--- Given text ---
The truism in marketing is that competitive advantage comes from differentiation; business legend Michael Porter wrote in 1985 that businesses achieve advantage either through cost or differentiation of offering. Given that lowest cost is a race to the bottom, many marketers choose to focus on differentiation of offering – the unique selling proposition. Why is it, then, that so many companies seem to offer the same thing?
For instance, if you’ve ever been in the market for CRM software, an awful lot of it looks like the market leader’s interface, Salesforce.com. The major competitors to Salesforce.com have very similar interfaces. Why?
Second, examine what many marketing speakers showcase in social media marketing strategy. Truisms such as the 80/20 rule and best time/day to post abound. Yet if everyone works off the same basic playbook, we achieve no competitive differentiation. Why do we use the same recipes in social media marketing?
Third, consider the keyboards we type on. In the English-speaking world, chances are the keyboard you’re typing on is a QWERTY layout, even on a mobile phone. QWERTY keyboard layouts were designed in 1874 to keep mechanical typewriter arms from colliding with each other in early models of typewriters. Why would we still use a layout designed to make typists type more slowly to avoid jams on devices that have no moving parts?
--- Items ---
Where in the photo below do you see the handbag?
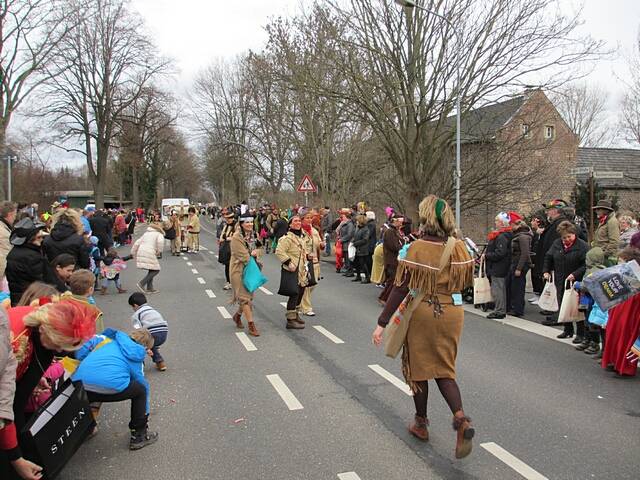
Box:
[538,272,558,312]
[242,257,267,293]
[384,237,456,358]
[589,303,609,328]
[22,379,95,479]
[347,243,356,261]
[218,242,231,265]
[307,260,318,287]
[473,256,493,305]
[558,280,584,323]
---
Exercise goal> Decide whether each statement agrees with the passage on marketing differentiation, answering yes or no and quoting the deciding words. (a) Michael Porter wrote in 1985 that businesses gain advantage through cost or differentiation of offering. (b) QWERTY layouts were designed to let typists type faster. (c) The major competitors to Salesforce.com have very different interfaces. The data after the passage on marketing differentiation is separate material, unrelated to that passage.

Response to the task>
(a) Yes: "business legend Michael Porter wrote in 1985 that businesses achieve advantage either through cost or differentiation of offering"
(b) No: "QWERTY keyboard layouts were designed in 1874 to keep mechanical typewriter arms from colliding with each other in early models of typewriters"
(c) No: "The major competitors to Salesforce.com have very similar interfaces."